» Text passage
:::::
The other reason to not buy a telescope yet is you don’t know enough yet to even use it properly. There are other things you need to do first. Such as -

Find a Local Astronomy Club


An astronomy club in Arizona

The best way to get introduced to astronomy is to talk to experienced amateur astronomers. Most cities and towns across America have astronomy clubs that you can join for little to no cost. Attend the group’s meetings and observation settings. The club members can help you get to know the night sky. In addition to the camaraderie that you enjoy with like-minded people, this is a great way to try out a variety of different telescopes. These clubs frequently have viewing parties in dark sky locations. You can join in and try observing many night sky objects with lots of shapes and sizes of telescopes.

Get to Know the Sky


Saturn, as seen with the Hubble Space Telescope

Try to get out to a dark location and get to know the basic constellations. Star with the Big and Little Dipper, then move on to Cassiopeia, Orion the Hunter, Pegasus, Sagittarius, Gemini, Taurus, Cepheus and many others. Familiarize yourself with the phases of the moon, as well as with the ecliptic, which is the plane of the earth’s orbit around the sun. It is the path that the sun and moon travel, and also is the part of the sky where you will find the planets, as well.


Time for Your First Purchase


 A good pair of binoculars should be your first purchase.

That’s right. The first thing that you should purchase before a telescope is a decent pair of binoculars. Binoculars are great for astronomy because they are low power and have a wide field of view. They do wonderfully for getting a glimpse of galaxies, nebulae and star clusters. They also are useful for looking at the moon, and you can usually make out the 4 brightest moons of Jupiter with them. I usually recommend a pair of 10X50 binoculars, which give you a better field of view than 7X35s. Your binoculars also will be very helpful for you throughout the years after you buy your telescope. Even with a nice scope, it’s very helpful to have a pair of binoculars handy to get a wide angle view of the sky from time to time.
:::::
» Given information

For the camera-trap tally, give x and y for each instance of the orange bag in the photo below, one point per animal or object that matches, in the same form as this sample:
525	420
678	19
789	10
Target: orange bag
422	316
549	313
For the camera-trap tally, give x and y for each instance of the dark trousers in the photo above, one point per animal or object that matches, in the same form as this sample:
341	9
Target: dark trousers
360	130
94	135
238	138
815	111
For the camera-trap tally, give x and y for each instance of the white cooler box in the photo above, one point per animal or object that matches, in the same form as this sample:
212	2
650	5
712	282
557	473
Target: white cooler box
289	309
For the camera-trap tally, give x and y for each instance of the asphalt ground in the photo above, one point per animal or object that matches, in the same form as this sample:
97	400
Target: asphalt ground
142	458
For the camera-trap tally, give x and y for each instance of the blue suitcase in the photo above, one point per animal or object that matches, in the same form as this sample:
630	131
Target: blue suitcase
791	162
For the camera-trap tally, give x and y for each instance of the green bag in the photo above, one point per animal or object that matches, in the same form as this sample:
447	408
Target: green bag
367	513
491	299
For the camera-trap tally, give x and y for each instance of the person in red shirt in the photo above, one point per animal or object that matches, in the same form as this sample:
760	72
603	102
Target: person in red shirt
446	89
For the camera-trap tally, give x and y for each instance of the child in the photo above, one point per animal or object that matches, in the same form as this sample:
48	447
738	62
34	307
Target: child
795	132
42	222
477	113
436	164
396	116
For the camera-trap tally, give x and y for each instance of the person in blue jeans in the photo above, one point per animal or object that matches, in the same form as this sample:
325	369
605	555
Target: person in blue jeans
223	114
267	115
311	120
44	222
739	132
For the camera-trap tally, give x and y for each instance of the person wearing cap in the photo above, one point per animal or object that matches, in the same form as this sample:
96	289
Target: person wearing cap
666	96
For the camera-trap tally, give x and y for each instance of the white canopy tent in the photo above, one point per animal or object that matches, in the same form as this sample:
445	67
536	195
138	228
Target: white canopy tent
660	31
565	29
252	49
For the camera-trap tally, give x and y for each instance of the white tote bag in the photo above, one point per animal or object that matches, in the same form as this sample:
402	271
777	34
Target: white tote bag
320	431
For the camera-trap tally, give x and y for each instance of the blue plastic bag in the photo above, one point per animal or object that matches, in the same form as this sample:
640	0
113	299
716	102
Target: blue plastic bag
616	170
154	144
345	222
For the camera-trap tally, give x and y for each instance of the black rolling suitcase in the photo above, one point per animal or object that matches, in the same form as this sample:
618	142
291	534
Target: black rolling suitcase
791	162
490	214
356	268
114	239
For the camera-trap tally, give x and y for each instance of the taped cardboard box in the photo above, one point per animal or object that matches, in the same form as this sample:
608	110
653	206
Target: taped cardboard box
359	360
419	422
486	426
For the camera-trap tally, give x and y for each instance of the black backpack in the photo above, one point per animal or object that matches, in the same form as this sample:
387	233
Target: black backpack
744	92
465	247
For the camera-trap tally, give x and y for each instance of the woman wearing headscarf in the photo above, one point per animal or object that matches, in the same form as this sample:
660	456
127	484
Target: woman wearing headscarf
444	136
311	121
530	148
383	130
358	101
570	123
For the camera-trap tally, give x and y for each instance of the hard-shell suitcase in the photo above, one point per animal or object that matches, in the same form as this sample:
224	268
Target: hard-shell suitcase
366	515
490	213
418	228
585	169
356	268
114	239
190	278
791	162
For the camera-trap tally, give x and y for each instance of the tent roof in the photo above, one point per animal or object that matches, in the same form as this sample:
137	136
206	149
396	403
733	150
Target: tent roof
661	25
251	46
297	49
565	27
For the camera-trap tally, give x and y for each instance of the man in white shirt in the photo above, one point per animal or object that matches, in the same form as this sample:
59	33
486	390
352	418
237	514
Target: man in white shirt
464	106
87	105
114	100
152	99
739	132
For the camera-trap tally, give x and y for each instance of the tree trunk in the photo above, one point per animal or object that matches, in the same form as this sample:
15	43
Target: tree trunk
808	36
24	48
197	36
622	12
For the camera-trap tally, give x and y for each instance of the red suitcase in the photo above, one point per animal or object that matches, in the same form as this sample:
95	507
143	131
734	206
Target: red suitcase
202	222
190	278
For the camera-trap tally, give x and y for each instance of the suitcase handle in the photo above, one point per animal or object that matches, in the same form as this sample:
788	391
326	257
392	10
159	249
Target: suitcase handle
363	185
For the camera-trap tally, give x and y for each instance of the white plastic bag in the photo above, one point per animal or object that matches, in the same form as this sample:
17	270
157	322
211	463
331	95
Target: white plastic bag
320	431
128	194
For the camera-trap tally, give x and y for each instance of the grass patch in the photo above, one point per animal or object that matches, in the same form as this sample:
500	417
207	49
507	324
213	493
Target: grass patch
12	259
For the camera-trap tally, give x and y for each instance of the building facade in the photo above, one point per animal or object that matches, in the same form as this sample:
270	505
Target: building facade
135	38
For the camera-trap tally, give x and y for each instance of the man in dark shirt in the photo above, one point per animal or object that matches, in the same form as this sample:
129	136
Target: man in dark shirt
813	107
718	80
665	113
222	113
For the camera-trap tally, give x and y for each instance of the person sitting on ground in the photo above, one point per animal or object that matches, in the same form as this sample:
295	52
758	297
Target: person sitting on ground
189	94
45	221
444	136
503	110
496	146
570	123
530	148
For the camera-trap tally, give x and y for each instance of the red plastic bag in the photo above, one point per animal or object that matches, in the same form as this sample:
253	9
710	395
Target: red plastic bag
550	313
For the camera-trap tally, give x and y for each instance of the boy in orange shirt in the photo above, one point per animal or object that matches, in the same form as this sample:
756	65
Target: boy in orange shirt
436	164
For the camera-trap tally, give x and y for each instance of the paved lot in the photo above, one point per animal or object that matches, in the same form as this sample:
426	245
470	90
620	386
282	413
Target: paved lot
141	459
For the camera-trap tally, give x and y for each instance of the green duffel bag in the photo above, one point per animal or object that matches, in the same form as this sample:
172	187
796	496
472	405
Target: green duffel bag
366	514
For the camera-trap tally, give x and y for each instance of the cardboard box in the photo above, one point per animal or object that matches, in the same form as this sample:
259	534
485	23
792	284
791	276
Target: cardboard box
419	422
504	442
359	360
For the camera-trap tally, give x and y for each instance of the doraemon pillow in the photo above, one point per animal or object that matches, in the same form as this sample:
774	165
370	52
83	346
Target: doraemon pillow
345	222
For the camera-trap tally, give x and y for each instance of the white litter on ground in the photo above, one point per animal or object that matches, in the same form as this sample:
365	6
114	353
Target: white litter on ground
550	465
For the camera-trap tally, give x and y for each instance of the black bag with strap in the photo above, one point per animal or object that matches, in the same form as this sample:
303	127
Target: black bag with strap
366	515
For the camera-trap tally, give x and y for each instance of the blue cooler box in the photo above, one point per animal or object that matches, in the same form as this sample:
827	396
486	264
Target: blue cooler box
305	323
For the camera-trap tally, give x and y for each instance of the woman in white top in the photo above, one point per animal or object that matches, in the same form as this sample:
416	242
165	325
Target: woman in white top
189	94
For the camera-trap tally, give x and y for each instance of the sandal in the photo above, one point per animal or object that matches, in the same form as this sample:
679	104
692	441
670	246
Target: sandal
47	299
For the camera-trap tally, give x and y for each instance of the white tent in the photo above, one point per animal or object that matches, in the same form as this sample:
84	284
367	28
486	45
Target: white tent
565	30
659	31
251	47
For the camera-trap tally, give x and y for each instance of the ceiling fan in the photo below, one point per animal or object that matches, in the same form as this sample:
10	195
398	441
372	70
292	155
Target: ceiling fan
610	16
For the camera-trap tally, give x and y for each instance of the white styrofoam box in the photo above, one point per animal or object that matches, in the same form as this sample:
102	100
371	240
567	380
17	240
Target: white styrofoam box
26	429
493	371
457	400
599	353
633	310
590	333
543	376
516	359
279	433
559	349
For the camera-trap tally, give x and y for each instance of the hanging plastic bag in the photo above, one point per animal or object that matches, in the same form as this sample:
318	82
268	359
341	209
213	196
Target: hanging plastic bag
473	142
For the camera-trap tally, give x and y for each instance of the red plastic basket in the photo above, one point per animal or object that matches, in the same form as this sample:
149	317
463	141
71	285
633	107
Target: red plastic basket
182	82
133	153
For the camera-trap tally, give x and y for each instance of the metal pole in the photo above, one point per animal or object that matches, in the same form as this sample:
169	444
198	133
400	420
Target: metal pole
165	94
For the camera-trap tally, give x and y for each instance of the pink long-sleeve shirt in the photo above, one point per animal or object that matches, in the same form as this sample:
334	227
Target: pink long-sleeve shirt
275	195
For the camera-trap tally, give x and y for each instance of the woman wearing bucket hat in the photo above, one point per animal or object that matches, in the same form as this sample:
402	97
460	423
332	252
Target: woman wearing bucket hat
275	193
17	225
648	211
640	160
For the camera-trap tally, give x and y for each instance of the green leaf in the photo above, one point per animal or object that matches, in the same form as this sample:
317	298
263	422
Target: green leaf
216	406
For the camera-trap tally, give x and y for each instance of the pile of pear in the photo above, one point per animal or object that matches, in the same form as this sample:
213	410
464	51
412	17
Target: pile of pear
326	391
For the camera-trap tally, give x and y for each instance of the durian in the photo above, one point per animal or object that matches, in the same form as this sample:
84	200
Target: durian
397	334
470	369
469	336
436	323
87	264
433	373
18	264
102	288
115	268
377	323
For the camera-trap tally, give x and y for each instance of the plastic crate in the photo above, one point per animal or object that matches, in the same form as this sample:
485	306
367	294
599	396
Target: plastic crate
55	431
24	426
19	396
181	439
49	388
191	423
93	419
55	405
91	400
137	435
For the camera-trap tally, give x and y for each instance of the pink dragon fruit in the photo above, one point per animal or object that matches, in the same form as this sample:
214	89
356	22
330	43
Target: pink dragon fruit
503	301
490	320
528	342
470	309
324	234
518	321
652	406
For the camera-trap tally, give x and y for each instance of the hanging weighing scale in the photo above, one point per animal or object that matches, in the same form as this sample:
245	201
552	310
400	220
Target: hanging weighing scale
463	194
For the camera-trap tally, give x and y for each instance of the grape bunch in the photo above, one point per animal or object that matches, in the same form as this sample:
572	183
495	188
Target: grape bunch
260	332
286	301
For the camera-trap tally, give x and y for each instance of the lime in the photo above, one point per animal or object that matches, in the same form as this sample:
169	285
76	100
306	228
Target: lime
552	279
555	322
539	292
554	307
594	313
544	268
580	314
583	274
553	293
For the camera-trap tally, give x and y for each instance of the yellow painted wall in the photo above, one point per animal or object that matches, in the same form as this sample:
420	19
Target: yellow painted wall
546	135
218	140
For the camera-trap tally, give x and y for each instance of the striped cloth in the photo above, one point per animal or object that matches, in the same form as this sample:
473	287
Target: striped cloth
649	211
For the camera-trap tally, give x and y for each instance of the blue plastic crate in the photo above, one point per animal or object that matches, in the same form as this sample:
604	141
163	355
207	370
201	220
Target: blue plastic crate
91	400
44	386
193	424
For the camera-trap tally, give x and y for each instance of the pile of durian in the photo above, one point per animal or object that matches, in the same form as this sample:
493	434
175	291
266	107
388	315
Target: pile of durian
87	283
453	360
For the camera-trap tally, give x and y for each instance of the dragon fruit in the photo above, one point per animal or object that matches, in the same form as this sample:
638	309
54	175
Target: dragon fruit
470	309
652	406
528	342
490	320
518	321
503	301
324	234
:::::
» Try it
Please continue the text on starting out in amateur astronomy, which appears above the data, from the point where it stops.

» Exercise output
You’ll also learn to time your viewing sessions with the phase of the moon. When it is near full, it’s more difficult to view faint objects. And as far as looking at the Moon, I advise looking when the moon is no more than 1/2 full (first or last quarter). Much more full than that and the details of the craters and mountain ranges are washed out.

Your First Telescope

refractor reflector

Refractor Telescope                                                            Reflector Telescope

Well, about time, right? You finally get to buy your telescope! Before you buy, let’s discuss the basic types of telescope:

  • Refractor: This telescope (above left) is the one most people picture when they think of a telescope. It focuses light through a series of lenses, and the observer stands at the back and views the image through an eyepiece.
  • Reflector: Also known as a Newtonian reflector (above right), as it was invented by Sir Isaac Newton. A reflector focuses light by a parabolic mirror at the bottom of the telescope tube. The light is reflected back to the front of the tube, where a secondary mirror in the middle of the tube bounces the image to the viewer and eyepiece on the side of the scope.

As you can imagine, both types have advantages and disadvantages. Refractors have very high image quality and resolution of detail, because the tube is not partially obstructed with a mirror. However, refractors are very expensive in anything but small sizes. The most important aspect of a telescope is its aperture – the diameter of the telescope’s mirror or lenses at the front of the telescope. A refractor with a 4-5″ aperture can easily cost $3,000 or more.

This is why I generally recommend that you start with a 4-6″ reflector telescope as your first buy. Reflectors offer the most aperture for the least cost. The more aperture you have, the fainter the objects you can see. It’s true that reflectors do not resolve images as well as refractors, but aperture beats everything else. You can easily buy a 6″ reflector for $$600 or so. And a 4″ can be had for $300 or less.

Hopefully, by following these beginner astronomy tips, you have a good start to the amazing world of amateur astronomy.